#### Alıntı
Milletvekili Gergerlioğlu: “Anayasanın 19
ile AİHS’nin 5. maddeleri birlikte değerlendirildiğinde, hamile ve altı aydan
küçük bebeği olanların tutuklanması yasaktır’’ dedi.
HDP Kocaeli Milletvekili ve TBMM İnsan Haklarını Komisyonu Üyesi Dr. Ömer Faruk Gergerlioğlu,
Cezaevinden tahliye edilmeyen hamile kadınların ve yeni doğum yapmış Annelerin
yaşadıkları hak ihlallerinin araştırılması için meclise Araştırma Önergesi
verildiğini açıkladı. Gergerlioğlu: “Hamile ve yeni doğum yapmış kadınların
cezaevlerinde tutulması sadece anneyi cezalandırmak değil; onun bebeğini,
ailesini ve hatta bütün toplumu cezalandırmaktır. Kanunun 16/4 hükmünün
kullandığı dil ile tutuklanan şüphelinin mahkûm oluncaya kadar masum olduğu ve
116. Madde, Anayasanın 19 ile AİHS’nin 5. Maddeleri birlikte
değerlendirildiğinde, hamile ve altı aydan küçük bebeği olanların tutuklanması
yasaktır. Bir suçtan dolayı mahkûm olmuş kişiler için öngörülen yasak,
tutuklama gibi bir tedbir açısından getirilen önlemler de kesinlikle uygulanır.
” dedi.
BEBEKLİ
ANNELERİ CEZAEVİNDE TUTMAK, TOPLUMU CEZALANDIRMAK DEMEKTİR
Cezaevindeki hak ihlallerine
dikkat çeken Gergerlioğlu, açıklamasını şöyle sürdürdü: “ 7 Eylül 2018 itibari
ile tarafıma ulaşan bilgilere göre kadınlar, halen cezaevinde tutulmaktadır.

#### Gösterilen veriler
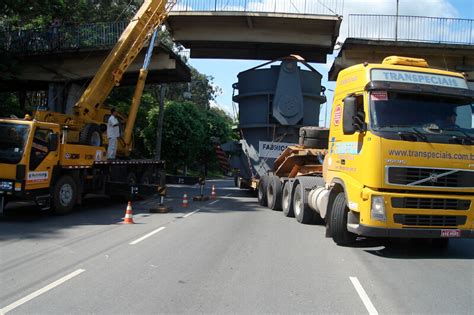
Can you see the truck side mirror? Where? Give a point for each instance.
(352, 120)
(348, 118)
(53, 141)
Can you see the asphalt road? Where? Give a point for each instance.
(223, 256)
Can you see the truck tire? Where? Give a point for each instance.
(338, 222)
(303, 213)
(314, 132)
(64, 195)
(315, 143)
(287, 201)
(262, 191)
(274, 193)
(91, 135)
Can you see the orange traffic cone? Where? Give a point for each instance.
(185, 200)
(128, 214)
(213, 192)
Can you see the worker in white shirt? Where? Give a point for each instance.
(113, 132)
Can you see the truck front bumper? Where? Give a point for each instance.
(364, 230)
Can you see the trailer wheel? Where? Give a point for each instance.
(91, 135)
(303, 213)
(314, 132)
(338, 222)
(262, 191)
(315, 143)
(287, 202)
(274, 193)
(64, 195)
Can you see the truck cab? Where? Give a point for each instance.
(401, 151)
(29, 150)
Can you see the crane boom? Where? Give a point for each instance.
(150, 15)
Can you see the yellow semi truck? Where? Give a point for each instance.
(400, 161)
(55, 159)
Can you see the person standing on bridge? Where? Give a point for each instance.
(113, 132)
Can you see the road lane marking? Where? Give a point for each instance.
(191, 213)
(37, 293)
(147, 236)
(363, 296)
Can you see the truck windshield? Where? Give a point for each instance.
(12, 142)
(422, 113)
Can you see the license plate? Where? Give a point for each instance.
(450, 233)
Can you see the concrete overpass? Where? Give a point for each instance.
(37, 71)
(253, 35)
(55, 71)
(259, 30)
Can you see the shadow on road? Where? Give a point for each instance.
(421, 249)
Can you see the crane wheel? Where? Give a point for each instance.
(91, 135)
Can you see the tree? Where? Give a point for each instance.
(184, 133)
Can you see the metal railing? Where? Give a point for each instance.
(62, 38)
(315, 7)
(411, 28)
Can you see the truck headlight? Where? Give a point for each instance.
(377, 211)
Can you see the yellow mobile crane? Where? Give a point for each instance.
(55, 159)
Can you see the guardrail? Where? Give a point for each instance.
(316, 7)
(411, 28)
(62, 38)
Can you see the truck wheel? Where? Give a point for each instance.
(314, 132)
(262, 191)
(64, 195)
(287, 202)
(91, 135)
(303, 213)
(315, 143)
(274, 193)
(338, 222)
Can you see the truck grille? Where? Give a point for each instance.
(430, 177)
(431, 203)
(429, 220)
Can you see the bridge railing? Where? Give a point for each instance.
(411, 28)
(63, 38)
(317, 7)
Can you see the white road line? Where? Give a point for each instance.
(363, 296)
(35, 294)
(147, 236)
(191, 213)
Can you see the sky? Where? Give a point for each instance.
(225, 72)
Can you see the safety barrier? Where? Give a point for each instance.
(318, 7)
(411, 28)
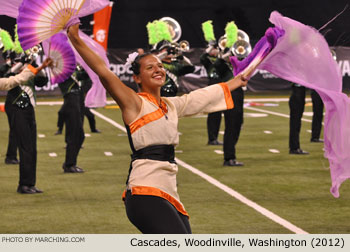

#### Yazılı alıştırma 1
Cezaevindeki annelerle ilgili metnin "HDP Kocaeli Milletvekili" sözlerinden "de kesinlikle uygulanır." sözlerine kadar (bu sözler dahil) olan kısmını yeniden yazın; bunu yaparken "Araştırma Önergesi" ifadesini "Soru Önergesi" ile değiştirin.
#### Yazılı alıştırma 2
Cezaevindeki annelerle ilgili metnin devamını, kaldığı yerden itibaren yazın.
Öğeler başka bir kaynaktan alınmıştır.

#### Görev çıktısı 1
HDP Kocaeli Milletvekili ve TBMM İnsan Haklarını Komisyonu Üyesi Dr. Ömer Faruk Gergerlioğlu,
Cezaevinden tahliye edilmeyen hamile kadınların ve yeni doğum yapmış Annelerin
yaşadıkları hak ihlallerinin araştırılması için meclise Soru Önergesi
verildiğini açıkladı. Gergerlioğlu: “Hamile ve yeni doğum yapmış kadınların
cezaevlerinde tutulması sadece anneyi cezalandırmak değil; onun bebeğini,
ailesini ve hatta bütün toplumu cezalandırmaktır. Kanunun 16/4 hükmünün
kullandığı dil ile tutuklanan şüphelinin mahkûm oluncaya kadar masum olduğu ve
116. Madde, Anayasanın 19 ile AİHS’nin 5. Maddeleri birlikte
değerlendirildiğinde, hamile ve altı aydan küçük bebeği olanların tutuklanması
yasaktır. Bir suçtan dolayı mahkûm olmuş kişiler için öngörülen yasak,
tutuklama gibi bir tedbir açısından getirilen önlemler de kesinlikle uygulanır.

#### Görev çıktısı 2
Sadece tarafıma iletilen sınırlı şikâyetleri bilebiliyorum! Bu komisyon
açılmalı ve kadınlara yönelik bu zulüm sona ermelidir. Hamile ve yeni doğum
yapmış kadınların, cezaevlerinde tutulması sadece anneyi cezalandırmak değil;
onun bebeğini, ailesini ve hatta bütün toplumu cezalandırmaktır. Tutuksuz
yargılanması veya cezasının ertelenmesi gereken hamile kadınların veya yeni
doğum yapmış annelerin yaşadıkları sorunları tespit etmek ve bu sorunlara
çözümler üretebilmek amacıyla, Anayasa’nın 98’inci ve İçtüzüğün 104’üncü ve
105’inci maddeleri gereğince, bir Meclis Araştırması açılmasını teklif ve arz
ederim.
Halkların Demokratik Partisi (HDP)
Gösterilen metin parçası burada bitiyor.